Task statement →
Rewrite the data below, replacing "crib spindle" with "crib slat" and keeping everything else unchanged. Leave the pictures out of your answer.

Photo-based point labeling data:
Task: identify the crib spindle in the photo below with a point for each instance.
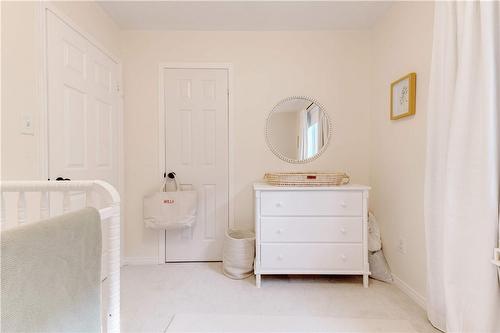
(21, 208)
(44, 205)
(3, 220)
(66, 202)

Worked solution →
Task: identify the crib slat in the photo below with a point for each instance.
(21, 208)
(44, 205)
(3, 220)
(66, 202)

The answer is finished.